§ Task
Set down each line of the data exactly, but not the pictures.

(Stored entries)
* * * * *

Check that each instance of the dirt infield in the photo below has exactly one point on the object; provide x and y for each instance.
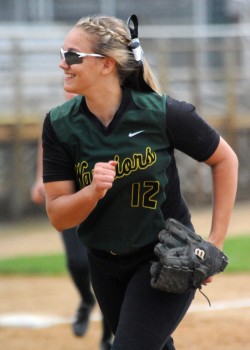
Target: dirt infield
(224, 326)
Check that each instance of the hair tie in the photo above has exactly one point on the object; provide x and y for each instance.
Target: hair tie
(135, 45)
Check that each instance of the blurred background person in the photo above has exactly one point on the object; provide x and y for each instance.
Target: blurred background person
(77, 264)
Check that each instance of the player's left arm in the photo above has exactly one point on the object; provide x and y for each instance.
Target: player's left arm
(224, 167)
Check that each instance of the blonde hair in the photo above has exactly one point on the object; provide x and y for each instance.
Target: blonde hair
(112, 39)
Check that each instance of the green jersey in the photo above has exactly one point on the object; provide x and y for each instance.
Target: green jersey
(130, 215)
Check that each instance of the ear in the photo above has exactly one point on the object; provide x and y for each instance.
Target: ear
(108, 65)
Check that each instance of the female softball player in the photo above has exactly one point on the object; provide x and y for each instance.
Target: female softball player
(109, 168)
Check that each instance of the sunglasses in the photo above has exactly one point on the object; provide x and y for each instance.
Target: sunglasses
(71, 57)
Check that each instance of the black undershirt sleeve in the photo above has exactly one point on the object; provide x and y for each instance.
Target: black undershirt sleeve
(57, 162)
(188, 132)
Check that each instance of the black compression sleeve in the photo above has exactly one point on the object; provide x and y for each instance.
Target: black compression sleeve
(188, 132)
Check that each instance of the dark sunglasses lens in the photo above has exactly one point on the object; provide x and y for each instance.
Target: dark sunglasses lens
(72, 58)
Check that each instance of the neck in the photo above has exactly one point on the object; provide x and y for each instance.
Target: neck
(105, 104)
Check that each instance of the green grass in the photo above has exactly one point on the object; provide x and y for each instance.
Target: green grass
(236, 248)
(34, 265)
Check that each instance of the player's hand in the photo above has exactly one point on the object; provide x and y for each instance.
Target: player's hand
(103, 178)
(37, 192)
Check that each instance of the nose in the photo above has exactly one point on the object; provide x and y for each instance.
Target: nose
(62, 64)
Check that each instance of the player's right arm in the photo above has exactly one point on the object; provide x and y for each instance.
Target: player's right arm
(66, 207)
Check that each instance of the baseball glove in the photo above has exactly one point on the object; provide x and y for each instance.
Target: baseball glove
(185, 260)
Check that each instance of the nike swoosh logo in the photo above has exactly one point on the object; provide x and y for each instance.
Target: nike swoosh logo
(131, 134)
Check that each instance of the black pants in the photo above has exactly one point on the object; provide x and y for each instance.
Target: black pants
(78, 267)
(140, 316)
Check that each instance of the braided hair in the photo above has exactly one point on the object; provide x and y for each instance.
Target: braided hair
(111, 38)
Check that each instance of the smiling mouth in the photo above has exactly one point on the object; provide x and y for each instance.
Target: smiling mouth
(68, 76)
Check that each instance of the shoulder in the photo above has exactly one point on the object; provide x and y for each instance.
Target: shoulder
(150, 101)
(179, 107)
(68, 108)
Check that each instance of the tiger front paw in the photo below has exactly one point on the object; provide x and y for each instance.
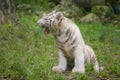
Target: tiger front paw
(58, 69)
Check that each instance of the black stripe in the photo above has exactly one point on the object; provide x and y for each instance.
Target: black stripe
(68, 34)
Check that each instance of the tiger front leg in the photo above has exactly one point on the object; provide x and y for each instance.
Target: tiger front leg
(62, 65)
(79, 65)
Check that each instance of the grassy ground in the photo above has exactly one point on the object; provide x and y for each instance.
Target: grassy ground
(27, 54)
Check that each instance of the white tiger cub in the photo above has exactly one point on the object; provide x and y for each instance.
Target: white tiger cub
(69, 41)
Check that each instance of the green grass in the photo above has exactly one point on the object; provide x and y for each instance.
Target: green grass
(27, 54)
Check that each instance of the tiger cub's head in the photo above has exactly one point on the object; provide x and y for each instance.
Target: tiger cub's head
(50, 21)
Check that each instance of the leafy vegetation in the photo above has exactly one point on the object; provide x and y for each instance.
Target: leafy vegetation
(27, 54)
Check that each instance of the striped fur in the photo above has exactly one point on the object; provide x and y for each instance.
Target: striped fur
(69, 41)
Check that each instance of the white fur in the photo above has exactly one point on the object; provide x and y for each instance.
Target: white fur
(78, 52)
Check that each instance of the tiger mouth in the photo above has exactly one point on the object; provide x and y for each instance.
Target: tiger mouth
(46, 31)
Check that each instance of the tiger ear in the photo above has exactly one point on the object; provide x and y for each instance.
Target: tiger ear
(59, 15)
(44, 14)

* * * * *

§ Response
Check that each instance of the dirt infield in the photo below has exactly one point on the object; provide x and y for each instance.
Target: dirt infield
(224, 326)
Check that each instance of the hair tie in the photo above has exactly one point on the object; provide x and y for each instance.
Target: hair tie
(135, 45)
Check that each instance of the blurred background person in the photo above has exactly one point on the object; provide x and y for each instance.
Target: blurred background person
(77, 264)
Check that each instance of the player's left arm in the photo above has exactly one point on the object; provide x and y for each instance.
Target: player's left arm
(224, 167)
Check that each instance of the blonde hair in the photo above has exactly one point on the object; provide x and y for each instance.
Target: blonde hair
(112, 39)
Check that each instance of the green jersey in the photo above has exactly one point on the object; provide x and y for each instance.
Target: green jersey
(130, 215)
Check that each instance of the ear in the photo above has exactly one point on the object; provide x and y for each instance.
Target: ear
(108, 65)
Check that each instance of the female softball player in the photo above has exactly one point on the object; provide x and y for each instance.
Target: female softball player
(109, 168)
Check that each instance of the sunglasses in the photo above has exactly one point on the object; provide x and y for each instance.
Target: sunglasses
(71, 57)
Check that each instance of the black undershirt sleeve in the photo above has exactly one point on the object; provide x and y for each instance.
Target: black undershirt sleeve
(57, 162)
(188, 132)
Check that each instance of the black compression sleeve in the photo above has exactly one point on the object; provide x and y for each instance.
Target: black compression sleeve
(188, 132)
Check that each instance of the dark sunglasses lens in the photo above has exactly one point on the object; provide x and y for each instance.
Target: dark sunglasses lens
(72, 58)
Check that each instance of the neck in the photo above has exactly one point on the object; provide x and y for each instance.
Target: neck
(105, 104)
Check that each instance of the green grass in the photo above has exactly one point on the object; provide x and y for each instance.
Target: green grass
(236, 248)
(34, 265)
Check that each instance of the player's hand in the photo above has exactly one point on the object; provide x and y for each instance.
Target: player's hand
(103, 178)
(37, 192)
Check that each instance of the nose in the photo above has exactly one point on the object; provide x and y for each instance.
Target: nose
(62, 64)
Check that each instance of the player's right arm in the photo above has exactly one point on the object; provide x and y for each instance.
Target: player's right arm
(66, 207)
Check that each instance of the baseball glove in the photo above has exactly one point on the object; provide x and y for each instance.
Target: baseball glove
(185, 260)
Check that each instance of the nike swoosh logo in the photo above has exactly one point on the object; provide x and y for each instance.
Target: nike swoosh logo
(131, 134)
Check that each instance of the black pants in the photo above has exactly one point on the object; provide x and y for each instance.
Target: black pants
(78, 267)
(140, 316)
Check that each instance of the braided hair in the photo above has exactly one point on the object; provide x and y for each instance.
Target: braided hair
(111, 38)
Check that each instance of the smiling mouth in the photo above has exactly one point on the object; provide x and y for each instance.
Target: smiling mouth
(68, 76)
Check that each instance of the shoulder in the photo above has exactly one point on the object; provide x and y for each instance.
Target: shoulder
(150, 101)
(179, 107)
(68, 108)
Check that each instance of the tiger front paw in the photo below has exactly one point on the object; provide x and y for each instance.
Target: tiger front paw
(58, 69)
Check that each instance of the black stripe in the photo above has exactly one point on the object; provide x and y for each instance.
Target: black stripe
(68, 34)
Check that each instance of the tiger front leg in the photo above has exactly one point on the object; provide x and y for each instance.
Target: tiger front leg
(62, 65)
(79, 65)
Check that each instance of the grassy ground in the photo above has exactly one point on the object; provide x and y for each instance.
Target: grassy ground
(27, 54)
Check that each instance of the white tiger cub in the photo above has exactly one point on the object; provide x and y for each instance.
Target: white tiger cub
(69, 41)
Check that each instance of the green grass in the photo above has exactly one point on the object; provide x and y for each instance.
Target: green grass
(27, 54)
Check that each instance of the tiger cub's head in the photo above has exactly one point on the object; provide x and y for each instance.
Target: tiger cub's head
(50, 21)
Check that each instance of the leafy vegetation in the photo above has exactly one point on the object; provide x and y for each instance.
Target: leafy vegetation
(27, 54)
Check that each instance of the striped fur in the photo above has exactly one point on the object; provide x and y for each instance.
Target: striped fur
(69, 41)
Check that each instance of the white fur in the photo above has exactly one point on the object; provide x and y for each instance.
Target: white fur
(78, 52)
Check that each instance of the tiger mouth in the photo above has exactly one point on the object; provide x and y for each instance.
Target: tiger mouth
(46, 31)
Check that each instance of the tiger ear in the photo above has exactly one point on the object; provide x and y for each instance.
Target: tiger ear
(59, 15)
(44, 14)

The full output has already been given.